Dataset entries
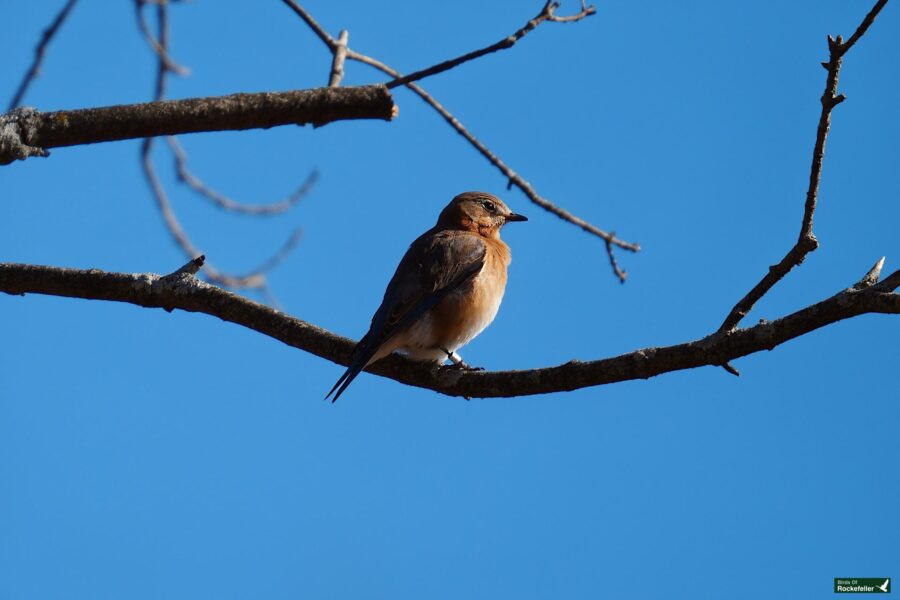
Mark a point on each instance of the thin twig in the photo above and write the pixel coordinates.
(159, 48)
(256, 279)
(864, 26)
(273, 208)
(806, 241)
(317, 29)
(340, 56)
(39, 53)
(513, 179)
(546, 14)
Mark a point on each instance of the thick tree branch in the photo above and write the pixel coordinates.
(806, 241)
(27, 132)
(183, 291)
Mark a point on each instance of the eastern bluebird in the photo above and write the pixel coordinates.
(445, 291)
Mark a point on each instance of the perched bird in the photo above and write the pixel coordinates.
(445, 291)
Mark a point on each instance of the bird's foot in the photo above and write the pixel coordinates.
(461, 366)
(458, 363)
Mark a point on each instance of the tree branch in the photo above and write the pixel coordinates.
(39, 52)
(513, 178)
(183, 291)
(26, 132)
(807, 242)
(546, 14)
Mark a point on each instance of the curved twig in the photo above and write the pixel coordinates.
(224, 202)
(806, 241)
(39, 53)
(255, 279)
(513, 178)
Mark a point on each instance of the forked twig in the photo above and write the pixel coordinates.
(39, 53)
(513, 178)
(807, 242)
(224, 202)
(547, 14)
(160, 47)
(256, 279)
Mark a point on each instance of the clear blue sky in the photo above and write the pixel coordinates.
(146, 454)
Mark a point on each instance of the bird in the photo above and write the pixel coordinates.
(445, 291)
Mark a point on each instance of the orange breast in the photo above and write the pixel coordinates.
(464, 314)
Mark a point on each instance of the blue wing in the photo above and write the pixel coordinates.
(436, 264)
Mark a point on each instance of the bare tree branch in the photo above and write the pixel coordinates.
(340, 56)
(161, 50)
(807, 241)
(224, 202)
(255, 279)
(39, 53)
(546, 14)
(26, 132)
(185, 292)
(513, 179)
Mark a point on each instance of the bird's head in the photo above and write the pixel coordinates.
(479, 212)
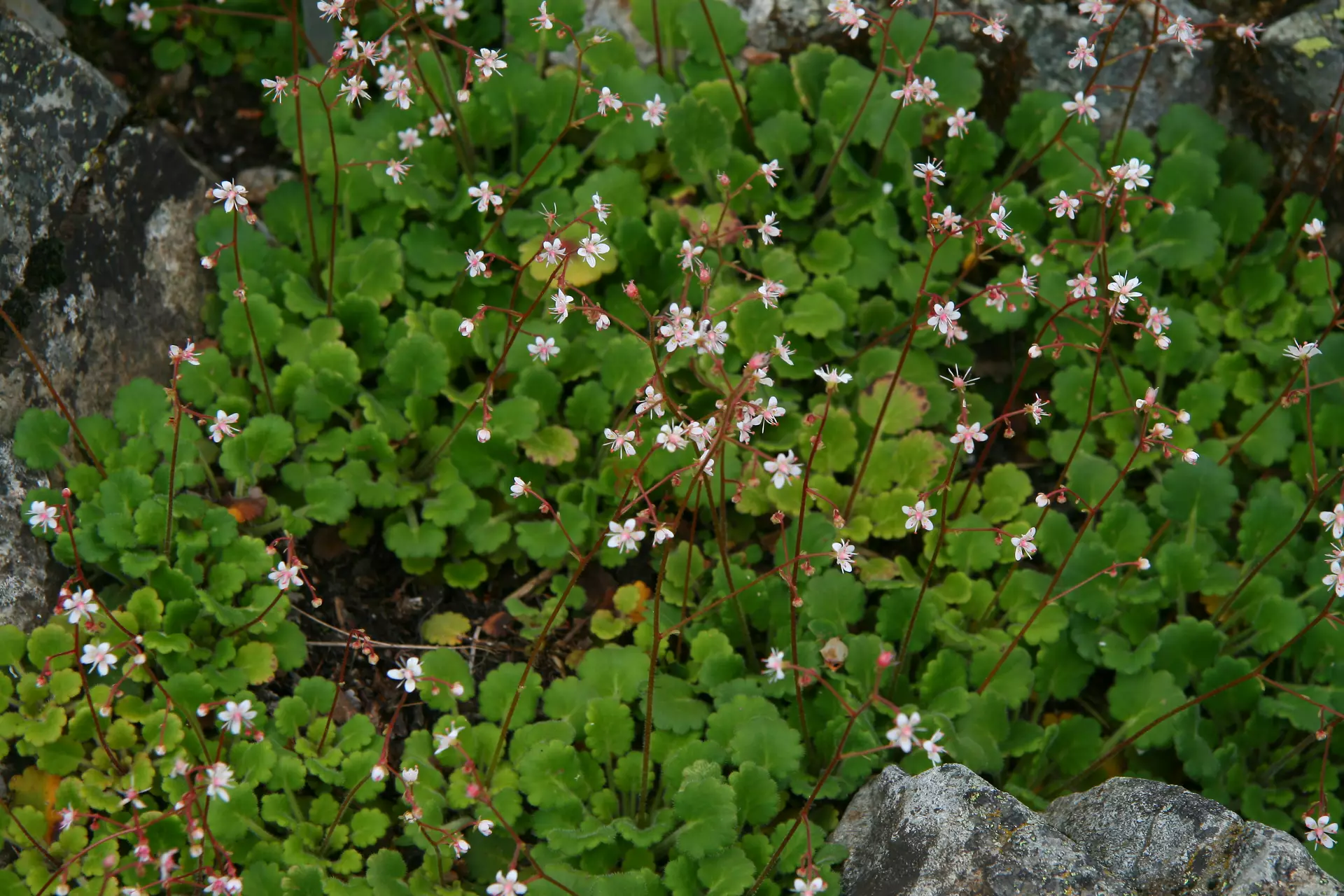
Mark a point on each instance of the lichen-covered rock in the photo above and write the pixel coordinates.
(949, 833)
(1163, 839)
(97, 262)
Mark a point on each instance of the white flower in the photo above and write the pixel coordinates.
(608, 101)
(78, 605)
(904, 735)
(1335, 520)
(407, 673)
(561, 305)
(233, 195)
(593, 248)
(1320, 830)
(543, 349)
(489, 62)
(624, 538)
(1023, 545)
(484, 197)
(771, 169)
(41, 516)
(784, 469)
(832, 378)
(1303, 352)
(219, 778)
(968, 435)
(223, 426)
(284, 575)
(505, 884)
(99, 656)
(448, 739)
(920, 516)
(944, 316)
(1084, 106)
(933, 748)
(237, 716)
(768, 230)
(655, 111)
(843, 552)
(140, 16)
(620, 441)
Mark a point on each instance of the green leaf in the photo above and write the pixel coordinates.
(553, 445)
(698, 139)
(707, 809)
(39, 437)
(419, 365)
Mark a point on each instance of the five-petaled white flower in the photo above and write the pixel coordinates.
(968, 435)
(99, 656)
(944, 316)
(484, 197)
(448, 739)
(41, 516)
(237, 715)
(543, 349)
(593, 248)
(620, 441)
(233, 195)
(1303, 352)
(1082, 55)
(920, 514)
(1335, 520)
(843, 552)
(219, 778)
(832, 378)
(958, 122)
(784, 468)
(1023, 545)
(904, 734)
(78, 605)
(768, 230)
(407, 673)
(284, 575)
(223, 426)
(1084, 106)
(187, 354)
(1320, 830)
(140, 16)
(475, 262)
(624, 538)
(505, 884)
(608, 101)
(489, 62)
(655, 111)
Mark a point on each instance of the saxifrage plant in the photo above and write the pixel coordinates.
(713, 332)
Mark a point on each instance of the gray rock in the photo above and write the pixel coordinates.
(1166, 840)
(97, 262)
(949, 833)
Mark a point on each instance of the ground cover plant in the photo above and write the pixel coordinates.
(905, 440)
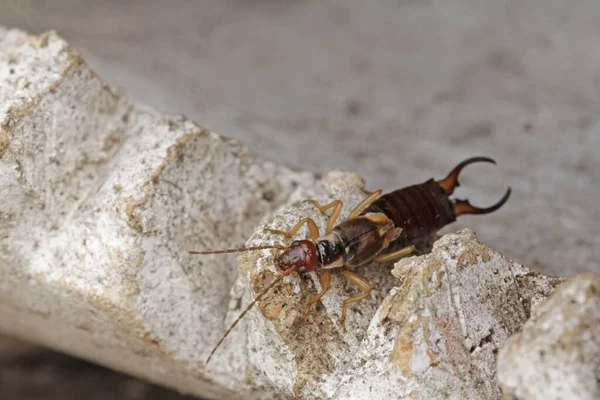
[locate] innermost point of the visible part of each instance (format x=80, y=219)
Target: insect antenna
x=239, y=250
x=256, y=300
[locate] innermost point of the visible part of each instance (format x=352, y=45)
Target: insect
x=379, y=229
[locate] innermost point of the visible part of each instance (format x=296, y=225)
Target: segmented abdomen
x=420, y=210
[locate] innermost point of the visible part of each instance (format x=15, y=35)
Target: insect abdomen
x=420, y=210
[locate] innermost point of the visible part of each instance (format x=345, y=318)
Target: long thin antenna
x=241, y=249
x=256, y=300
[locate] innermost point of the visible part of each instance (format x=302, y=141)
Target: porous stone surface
x=436, y=334
x=557, y=354
x=101, y=200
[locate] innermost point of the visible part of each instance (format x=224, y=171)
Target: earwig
x=379, y=229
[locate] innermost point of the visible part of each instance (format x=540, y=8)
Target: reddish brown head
x=300, y=256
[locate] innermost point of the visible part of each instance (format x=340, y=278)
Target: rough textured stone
x=557, y=355
x=435, y=336
x=101, y=199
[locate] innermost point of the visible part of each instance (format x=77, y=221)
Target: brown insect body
x=418, y=210
x=379, y=229
x=356, y=241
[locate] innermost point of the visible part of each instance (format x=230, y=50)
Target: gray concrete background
x=399, y=91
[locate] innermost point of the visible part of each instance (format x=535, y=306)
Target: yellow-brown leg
x=337, y=209
x=396, y=254
x=362, y=284
x=312, y=228
x=325, y=285
x=365, y=203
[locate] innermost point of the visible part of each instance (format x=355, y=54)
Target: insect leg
x=395, y=255
x=326, y=284
x=312, y=228
x=337, y=209
x=362, y=284
x=365, y=203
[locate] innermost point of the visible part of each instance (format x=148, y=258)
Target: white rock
x=100, y=201
x=557, y=355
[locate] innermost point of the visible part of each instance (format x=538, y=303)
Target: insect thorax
x=330, y=251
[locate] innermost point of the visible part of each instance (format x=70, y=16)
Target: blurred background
x=397, y=90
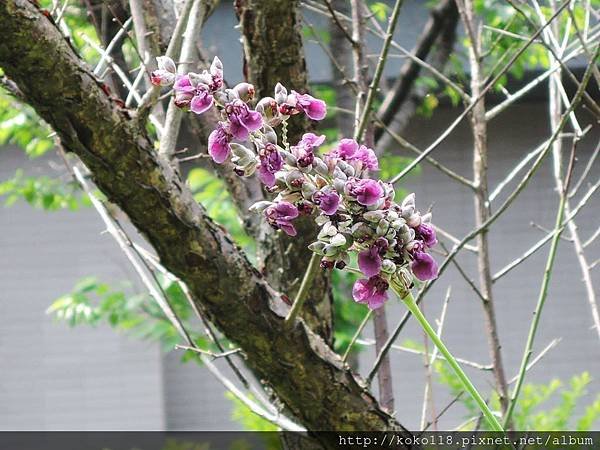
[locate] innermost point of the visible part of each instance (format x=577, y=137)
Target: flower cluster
x=356, y=213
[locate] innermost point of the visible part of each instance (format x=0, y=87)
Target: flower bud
x=280, y=93
x=294, y=179
x=409, y=200
x=388, y=266
x=267, y=107
x=308, y=189
x=360, y=231
x=200, y=78
x=339, y=174
x=374, y=216
x=317, y=247
x=320, y=167
x=240, y=151
x=259, y=207
x=414, y=220
x=289, y=159
x=339, y=185
x=382, y=227
x=244, y=91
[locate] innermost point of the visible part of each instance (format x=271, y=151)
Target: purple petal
x=288, y=228
x=369, y=262
x=361, y=291
x=286, y=210
x=329, y=202
x=162, y=77
x=346, y=148
x=378, y=299
x=314, y=108
x=266, y=177
x=201, y=102
x=370, y=192
x=252, y=121
x=368, y=158
x=183, y=84
x=424, y=266
x=218, y=146
x=238, y=130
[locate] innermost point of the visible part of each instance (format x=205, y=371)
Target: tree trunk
x=307, y=376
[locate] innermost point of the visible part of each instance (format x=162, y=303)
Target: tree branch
x=225, y=286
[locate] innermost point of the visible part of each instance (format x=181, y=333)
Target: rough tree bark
x=274, y=53
x=306, y=375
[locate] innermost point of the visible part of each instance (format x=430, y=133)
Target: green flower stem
x=357, y=334
x=409, y=301
x=309, y=275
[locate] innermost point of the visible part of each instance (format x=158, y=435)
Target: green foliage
x=380, y=10
x=92, y=302
x=43, y=192
x=531, y=411
x=211, y=192
x=21, y=126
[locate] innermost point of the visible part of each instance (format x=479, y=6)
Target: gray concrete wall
x=53, y=377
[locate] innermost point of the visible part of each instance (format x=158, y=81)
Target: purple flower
x=304, y=150
x=369, y=260
x=280, y=216
x=373, y=291
x=426, y=233
x=424, y=266
x=366, y=191
x=184, y=91
x=218, y=143
x=202, y=99
x=270, y=162
x=216, y=74
x=242, y=119
x=314, y=108
x=197, y=97
x=327, y=200
x=165, y=74
x=367, y=157
x=349, y=150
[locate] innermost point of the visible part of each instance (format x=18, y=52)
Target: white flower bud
x=409, y=201
x=382, y=227
x=374, y=216
x=280, y=93
x=320, y=167
x=259, y=207
x=289, y=159
x=308, y=189
x=317, y=247
x=388, y=266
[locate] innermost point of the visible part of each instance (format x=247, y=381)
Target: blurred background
x=55, y=376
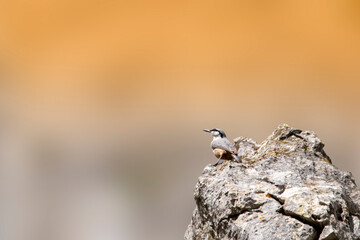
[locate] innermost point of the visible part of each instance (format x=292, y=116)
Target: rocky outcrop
x=286, y=188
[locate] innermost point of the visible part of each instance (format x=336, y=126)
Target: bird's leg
x=218, y=161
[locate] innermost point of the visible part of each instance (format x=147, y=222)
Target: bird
x=222, y=147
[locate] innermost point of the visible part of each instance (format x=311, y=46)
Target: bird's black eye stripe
x=221, y=134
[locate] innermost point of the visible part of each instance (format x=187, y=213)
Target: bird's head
x=216, y=132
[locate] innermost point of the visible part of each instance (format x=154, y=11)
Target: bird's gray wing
x=224, y=144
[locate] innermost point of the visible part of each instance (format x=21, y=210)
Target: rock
x=286, y=188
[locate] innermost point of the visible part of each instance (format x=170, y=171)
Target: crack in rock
x=286, y=188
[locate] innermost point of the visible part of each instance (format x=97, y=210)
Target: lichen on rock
x=286, y=188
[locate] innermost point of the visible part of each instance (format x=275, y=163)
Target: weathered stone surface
x=286, y=188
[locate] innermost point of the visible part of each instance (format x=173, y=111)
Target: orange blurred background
x=102, y=103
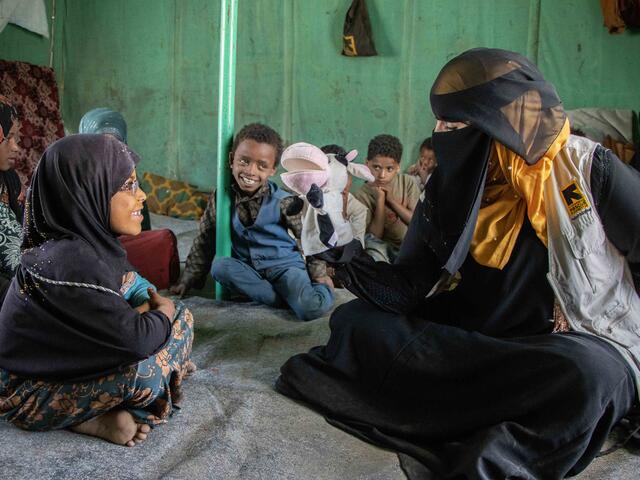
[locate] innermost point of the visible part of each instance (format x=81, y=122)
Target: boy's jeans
x=275, y=286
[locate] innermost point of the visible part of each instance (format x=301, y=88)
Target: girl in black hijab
x=523, y=230
x=84, y=343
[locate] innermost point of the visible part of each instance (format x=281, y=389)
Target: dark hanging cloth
x=63, y=317
x=357, y=38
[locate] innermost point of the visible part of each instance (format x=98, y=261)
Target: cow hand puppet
x=320, y=179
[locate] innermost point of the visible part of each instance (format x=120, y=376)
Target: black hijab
x=502, y=97
x=63, y=316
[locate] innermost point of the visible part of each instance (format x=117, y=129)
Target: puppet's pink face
x=306, y=164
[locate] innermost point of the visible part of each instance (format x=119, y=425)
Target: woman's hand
x=163, y=304
x=179, y=289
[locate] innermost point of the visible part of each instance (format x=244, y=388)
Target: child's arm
x=357, y=217
x=135, y=291
x=293, y=221
x=202, y=252
x=411, y=195
x=403, y=212
x=376, y=226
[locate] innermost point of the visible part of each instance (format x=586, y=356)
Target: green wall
x=157, y=61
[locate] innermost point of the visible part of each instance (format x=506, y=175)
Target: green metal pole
x=226, y=99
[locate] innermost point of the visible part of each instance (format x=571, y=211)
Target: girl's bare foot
x=116, y=426
x=190, y=368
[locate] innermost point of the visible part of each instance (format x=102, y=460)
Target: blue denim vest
x=266, y=243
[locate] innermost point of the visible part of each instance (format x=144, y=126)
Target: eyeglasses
x=130, y=187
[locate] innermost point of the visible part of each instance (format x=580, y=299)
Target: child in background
x=390, y=200
x=266, y=263
x=10, y=195
x=426, y=164
x=354, y=211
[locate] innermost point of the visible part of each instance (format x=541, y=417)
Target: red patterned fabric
x=32, y=89
x=154, y=254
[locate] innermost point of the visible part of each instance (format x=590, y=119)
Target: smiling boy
x=390, y=200
x=266, y=263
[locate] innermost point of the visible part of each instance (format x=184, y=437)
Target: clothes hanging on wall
x=28, y=14
x=357, y=38
x=620, y=14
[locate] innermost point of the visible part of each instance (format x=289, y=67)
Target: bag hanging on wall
x=356, y=36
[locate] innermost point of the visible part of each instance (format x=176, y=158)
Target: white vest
x=590, y=277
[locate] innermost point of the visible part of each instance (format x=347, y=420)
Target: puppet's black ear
x=315, y=196
x=295, y=207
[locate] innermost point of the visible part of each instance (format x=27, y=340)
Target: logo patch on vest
x=575, y=200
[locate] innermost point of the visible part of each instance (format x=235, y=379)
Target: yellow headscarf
x=513, y=187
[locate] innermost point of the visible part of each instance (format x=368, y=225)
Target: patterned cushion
x=172, y=197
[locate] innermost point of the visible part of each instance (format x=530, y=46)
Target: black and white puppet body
x=320, y=179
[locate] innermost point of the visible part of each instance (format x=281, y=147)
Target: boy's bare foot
x=116, y=426
x=326, y=280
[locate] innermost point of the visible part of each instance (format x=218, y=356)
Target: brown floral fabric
x=149, y=390
x=33, y=91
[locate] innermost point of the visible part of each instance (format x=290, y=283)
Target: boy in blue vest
x=266, y=263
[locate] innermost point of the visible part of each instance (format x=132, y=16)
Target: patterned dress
x=10, y=235
x=150, y=390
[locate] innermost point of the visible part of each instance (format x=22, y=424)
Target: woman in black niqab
x=448, y=356
x=69, y=317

REQUIREMENTS
With both ends included, please retype exactly the lines from the line containing "(format x=144, y=126)" to the final line of the data.

RESULT BELOW
[locate] innermost point of the visible part of each instance (format x=144, y=126)
Target: eyeglasses
x=130, y=187
[locate] innermost point of the visible part of each instance (format x=580, y=299)
Target: child in background
x=390, y=200
x=266, y=263
x=10, y=195
x=426, y=164
x=354, y=211
[locate] innermost point of the visible part of each instance (format x=541, y=417)
Target: red patterned fabric
x=32, y=89
x=154, y=254
[locate] innermost point of the visible part of each instance (format x=590, y=119)
Target: smiling boy
x=390, y=200
x=266, y=263
[locate] innermost point of the visible part of each instance (format x=184, y=437)
Target: clothes hanging on wall
x=28, y=14
x=357, y=38
x=620, y=14
[locate] innermost point of the visible part of each instance (format x=289, y=67)
Target: bag hanging on wall
x=356, y=36
[locate] innermost point of the visible part of each instance (format x=176, y=158)
Target: white vest
x=590, y=277
[locate] innermost point of the visible part of each instance (format x=347, y=420)
Target: puppet's black ear
x=315, y=196
x=295, y=207
[locate] innermost point of the visible part of each instance (format x=27, y=340)
Target: logo patch on vest
x=575, y=200
[locate] innermost point of the visible part of each instance (format x=235, y=379)
Target: yellow headscarf
x=513, y=187
[locate] innermost point of the visible part of each instance (format x=368, y=225)
Target: patterned cushion
x=172, y=197
[locate] innermost point of the visible part of each instance (format x=530, y=46)
Target: black and white puppet body
x=320, y=179
[locate] innermost point of the visible part of each instance (format x=281, y=147)
Target: boy's bare foot
x=116, y=426
x=326, y=280
[locate] innermost point of the visible part of each instance (format x=218, y=356)
Target: brown floral fabric
x=149, y=390
x=33, y=91
[locate] innermost point of the visible part of each instance (format x=290, y=283)
Target: boy in blue vest
x=266, y=263
[locate] innermost point of the visible part of each instance (format x=132, y=16)
Target: patterned dress
x=10, y=235
x=150, y=390
[locate] innermost point of the visible part of each instance (format x=22, y=424)
Target: woman in black niqab
x=448, y=356
x=69, y=317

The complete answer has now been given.